(Referring expression data)
== Segment start ==

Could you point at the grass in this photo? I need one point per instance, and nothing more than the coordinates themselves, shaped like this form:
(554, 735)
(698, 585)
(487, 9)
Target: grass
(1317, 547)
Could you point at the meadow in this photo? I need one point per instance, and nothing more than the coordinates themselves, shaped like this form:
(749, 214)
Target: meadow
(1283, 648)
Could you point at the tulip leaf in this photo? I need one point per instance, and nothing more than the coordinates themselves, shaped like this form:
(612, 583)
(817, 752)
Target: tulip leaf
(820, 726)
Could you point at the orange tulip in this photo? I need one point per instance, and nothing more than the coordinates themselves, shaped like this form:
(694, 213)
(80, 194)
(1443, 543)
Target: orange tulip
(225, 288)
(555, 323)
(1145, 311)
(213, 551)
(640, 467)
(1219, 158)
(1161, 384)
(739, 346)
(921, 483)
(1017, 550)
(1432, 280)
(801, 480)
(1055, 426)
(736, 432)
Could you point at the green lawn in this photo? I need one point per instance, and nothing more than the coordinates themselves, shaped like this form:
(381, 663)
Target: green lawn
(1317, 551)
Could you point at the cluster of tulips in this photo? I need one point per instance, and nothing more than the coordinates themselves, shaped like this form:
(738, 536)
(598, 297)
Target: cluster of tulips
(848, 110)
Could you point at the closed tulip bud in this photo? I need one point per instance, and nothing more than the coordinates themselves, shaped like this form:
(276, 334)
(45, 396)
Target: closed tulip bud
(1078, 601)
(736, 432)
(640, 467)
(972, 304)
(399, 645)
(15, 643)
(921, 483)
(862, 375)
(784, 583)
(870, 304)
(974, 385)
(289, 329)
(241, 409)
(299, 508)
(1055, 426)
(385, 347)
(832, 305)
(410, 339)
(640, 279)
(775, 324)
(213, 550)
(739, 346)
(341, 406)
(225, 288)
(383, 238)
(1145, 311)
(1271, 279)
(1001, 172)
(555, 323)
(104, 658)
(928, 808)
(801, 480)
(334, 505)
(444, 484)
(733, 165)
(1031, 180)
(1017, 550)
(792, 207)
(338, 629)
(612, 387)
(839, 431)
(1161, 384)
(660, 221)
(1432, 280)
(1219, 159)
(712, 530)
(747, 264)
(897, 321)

== Segment end ==

- **Task requirements**:
Copy out all of the data. Keep every word unchanged.

- **Your response**:
Could you point at the grass in this photo? I need one point per instance, and nothing more than the coordinates themselves, shaped like this form:
(554, 735)
(698, 585)
(487, 9)
Target: grass
(1317, 547)
Could you point at the meadow in this photo? I need one point per instance, and nothing more than the coordinates themselves, shaped like this form:
(749, 214)
Target: meadow
(1283, 648)
Could you point at the tulip leaf in this photo? I need one point per instance, and nothing more than the coordinates themselves, shaped like this form:
(612, 583)
(817, 752)
Target: tulip leaf
(820, 726)
Could you point at the orange tulip in this photo? I need one point per instance, and nothing more than the coordinates themselves, shaped like this form:
(694, 213)
(80, 194)
(1443, 543)
Target: orange tulip
(225, 288)
(555, 323)
(1145, 311)
(213, 551)
(640, 467)
(1219, 158)
(1161, 384)
(739, 346)
(921, 483)
(1017, 550)
(1432, 280)
(801, 480)
(1055, 426)
(736, 432)
Could you point at the green lawn in this photo? I need one point per instance, and nothing more than the coordinates themselves, shaped like this form:
(381, 663)
Target: green lawn
(1317, 551)
Could you point at the cluster of tulips in this photo? I need one point per instance, and nothing more than the coordinates themselves, shaped like this form:
(738, 536)
(598, 297)
Target: cluster of tulips
(848, 110)
Could you point at the closed tulip bud in this photo? I need one point per instance, and nothing more than the coordinates themselves, shaped like this form:
(276, 334)
(45, 396)
Target: closed tulip bud
(1078, 601)
(736, 432)
(640, 467)
(972, 304)
(399, 645)
(15, 643)
(921, 483)
(862, 375)
(784, 583)
(870, 304)
(974, 385)
(289, 329)
(241, 409)
(299, 508)
(1055, 426)
(385, 347)
(832, 305)
(410, 339)
(640, 279)
(775, 324)
(213, 550)
(739, 346)
(341, 406)
(225, 288)
(383, 238)
(1145, 311)
(1271, 279)
(1001, 172)
(555, 323)
(104, 658)
(928, 808)
(801, 480)
(334, 505)
(444, 484)
(733, 165)
(1031, 180)
(1017, 550)
(792, 207)
(338, 629)
(612, 387)
(839, 431)
(1161, 384)
(660, 221)
(1432, 280)
(1219, 159)
(712, 530)
(747, 264)
(897, 321)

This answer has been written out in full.